[本文]
- - - -
『キャベツ炒めに捧ぐ』や『リストランテ アモーレ』をはじめ、井上さんの小説には料理が多く登場し、その印象的な描写には定評がある。そうした表現は、やはり自身の食の経験から生み出されているのだろうか。
「自分が食べることが好きなので、登場人物を造形する時、こういうシチュエーションだったらこの人は何を食べるだろうと考えると、一番うまくその人を表せるんです。たとえば、ものすごく悲しくて全然食欲がない時、これだったら食べられるというものは人によって違うはず。カップ麺とか、気合を入れてフルコースを食べに行くとか、それともお茶漬けでちょっと落ち着くか。そういうのが、私は小説的に面白いと思ってしまうのです」
外食時以外は、基本的に自分で食事を作るという井上さん。「料理の本を読むのが趣味と言ってもいいくらい」と話すとおり、自宅には使いこんだレシピ本がたくさんある。近年、よく見て活用しているのは、料理家のウー・ウェンさんと、長尾智子さんの本。
- - - -
[設問]
a: 本文について、次の問いに答えてください。
(i) 井上さんの小説として挙げられている作品は何ですか。
(ii) 外食時以外、井上さんは基本的に食事をどうしていますか。
(iii) 井上さんが近年よく見て活用しているのは、だれの本ですか。
b: 本文で、とても悲しく食欲がない時に口にするものの例として挙げられている食べ物を、すべて書き出してください。
c: 井上さんと料理について書かれた本文を、最後の文の後から再開して書き進めてください。
記録は参照しなくてかまいません。

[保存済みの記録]
- - - -
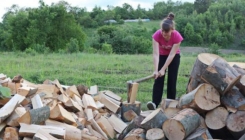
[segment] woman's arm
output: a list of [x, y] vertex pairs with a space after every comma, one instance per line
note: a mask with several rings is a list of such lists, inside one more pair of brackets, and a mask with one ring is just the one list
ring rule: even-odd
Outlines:
[[153, 64], [155, 78], [158, 77], [158, 63], [159, 63], [159, 44], [154, 39], [152, 39], [152, 48], [153, 48]]
[[165, 64], [163, 65], [163, 67], [159, 71], [159, 74], [160, 74], [159, 76], [165, 75], [165, 70], [167, 69], [169, 64], [172, 62], [172, 60], [174, 59], [174, 56], [176, 55], [176, 51], [179, 49], [180, 43], [173, 45], [173, 48], [171, 49], [170, 54], [169, 54]]

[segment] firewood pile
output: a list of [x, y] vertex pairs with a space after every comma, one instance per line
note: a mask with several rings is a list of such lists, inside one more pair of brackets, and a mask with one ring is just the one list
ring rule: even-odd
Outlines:
[[96, 85], [34, 84], [0, 74], [0, 140], [245, 139], [241, 63], [202, 53], [179, 100], [142, 111], [135, 98], [123, 101]]

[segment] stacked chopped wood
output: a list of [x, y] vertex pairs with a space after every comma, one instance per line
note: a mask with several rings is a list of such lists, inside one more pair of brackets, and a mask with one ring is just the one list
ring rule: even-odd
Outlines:
[[[0, 139], [181, 140], [245, 138], [245, 67], [199, 54], [187, 93], [156, 110], [109, 90], [34, 84], [0, 74]], [[11, 94], [8, 97], [7, 93]], [[136, 94], [135, 94], [136, 95]]]

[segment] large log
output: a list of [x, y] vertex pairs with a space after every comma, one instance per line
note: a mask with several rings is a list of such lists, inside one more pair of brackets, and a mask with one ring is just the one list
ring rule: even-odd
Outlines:
[[137, 116], [135, 117], [128, 126], [120, 133], [118, 136], [118, 140], [123, 140], [123, 138], [134, 128], [140, 128], [141, 122], [145, 119], [143, 116]]
[[145, 140], [145, 130], [142, 128], [135, 128], [131, 130], [123, 140]]
[[160, 128], [152, 128], [146, 132], [147, 140], [165, 140], [163, 130]]
[[173, 118], [166, 120], [162, 129], [165, 136], [170, 140], [182, 140], [200, 126], [199, 114], [191, 109], [181, 110]]
[[161, 108], [154, 110], [142, 122], [141, 128], [146, 131], [152, 128], [161, 128], [162, 124], [167, 120], [167, 116], [163, 113]]
[[201, 53], [197, 56], [187, 84], [187, 93], [196, 89], [198, 85], [204, 83], [201, 79], [201, 75], [216, 58], [220, 58], [220, 56], [210, 53]]
[[224, 107], [217, 107], [209, 111], [205, 116], [207, 127], [213, 130], [225, 127], [228, 115], [229, 113]]
[[208, 129], [198, 127], [186, 140], [207, 140], [213, 139]]
[[235, 139], [245, 134], [245, 111], [237, 111], [228, 116], [226, 126]]
[[220, 95], [210, 84], [200, 84], [195, 90], [181, 96], [180, 108], [192, 108], [197, 112], [212, 110], [220, 105]]
[[141, 102], [135, 101], [134, 103], [128, 103], [127, 101], [124, 101], [121, 106], [121, 118], [124, 122], [129, 122], [131, 118], [128, 116], [128, 111], [134, 111], [138, 116], [141, 112]]
[[241, 75], [224, 59], [217, 58], [206, 68], [201, 78], [223, 95], [240, 81]]
[[221, 97], [221, 102], [231, 112], [235, 112], [236, 110], [245, 110], [245, 97], [236, 87], [233, 87], [233, 89], [224, 94]]

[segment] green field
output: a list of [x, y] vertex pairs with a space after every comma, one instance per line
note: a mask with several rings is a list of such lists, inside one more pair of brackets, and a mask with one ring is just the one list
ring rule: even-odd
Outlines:
[[[190, 72], [197, 54], [181, 54], [177, 84], [177, 96], [185, 93]], [[245, 62], [245, 55], [222, 55], [227, 61]], [[21, 74], [33, 83], [46, 79], [58, 79], [63, 85], [98, 85], [99, 90], [111, 90], [126, 99], [126, 82], [153, 72], [151, 55], [103, 55], [103, 54], [26, 54], [21, 52], [0, 53], [0, 73], [13, 78]], [[165, 80], [166, 81], [166, 80]], [[142, 109], [151, 100], [153, 80], [139, 85], [137, 100]], [[166, 87], [165, 87], [166, 90]], [[164, 94], [164, 97], [166, 94]]]

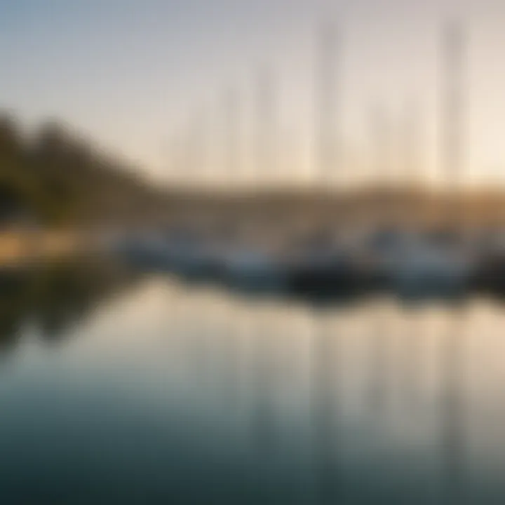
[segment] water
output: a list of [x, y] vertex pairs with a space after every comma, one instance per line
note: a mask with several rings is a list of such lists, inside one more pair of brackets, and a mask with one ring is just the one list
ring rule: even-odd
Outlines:
[[505, 312], [0, 275], [0, 503], [501, 504]]

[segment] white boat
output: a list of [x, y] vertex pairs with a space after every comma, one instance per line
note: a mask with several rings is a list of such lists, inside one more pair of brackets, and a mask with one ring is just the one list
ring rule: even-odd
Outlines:
[[224, 253], [224, 281], [245, 289], [282, 290], [285, 285], [283, 262], [273, 254], [248, 248], [231, 248]]

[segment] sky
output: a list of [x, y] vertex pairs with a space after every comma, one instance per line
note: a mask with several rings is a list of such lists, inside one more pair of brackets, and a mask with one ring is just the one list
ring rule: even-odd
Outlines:
[[[274, 169], [261, 177], [304, 182], [314, 173], [318, 31], [331, 21], [338, 41], [335, 131], [342, 145], [335, 182], [378, 171], [399, 180], [413, 156], [422, 177], [438, 180], [440, 32], [444, 20], [454, 18], [466, 35], [464, 178], [505, 182], [499, 4], [0, 0], [0, 107], [27, 125], [65, 120], [162, 181], [228, 177], [233, 137], [234, 176], [247, 178], [257, 163], [258, 82], [268, 75], [273, 105], [263, 121]], [[227, 113], [230, 97], [234, 115]], [[410, 151], [409, 117], [416, 139]], [[191, 163], [187, 146], [198, 153]], [[195, 168], [203, 165], [206, 171]]]

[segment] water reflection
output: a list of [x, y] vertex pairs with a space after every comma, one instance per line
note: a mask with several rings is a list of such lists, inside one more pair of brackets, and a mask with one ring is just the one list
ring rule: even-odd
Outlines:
- - - -
[設問ごとの解答]
a:
(i) 『キャベツ炒めに捧ぐ』と『リストランテ アモーレ』
(ii) 自分で作っている
(iii) 料理家のウー・ウェンさんと長尾智子さんの本

b: カップ麺、フルコース、お茶漬け

c:
「お二人の料理はシンプルで、手のかけどころがはっきりしているところが共通点。料理の本には書いた人の哲学が出ているから、相性がありますね。自分の中ではブームもあって、ほかの料理家の方のレシピ本に注目していた時期もあります。毎日料理しているとマンネリ化してくるから、たまに新しいレシピ本を読んで、『あ、これ食べたい』ということがないとね」
自身でレシピつきのエッセイなどを出版する気持ちはないか聞いてみると、意外な答えが返ってきた。
「いえ、そこまでは。誰かがもし自分と同じくらい作ってくれるなら、やってもらいたいタイプです。おいしいものが食べたいから必要に迫られて作っているだけ。食いしん坊なんです」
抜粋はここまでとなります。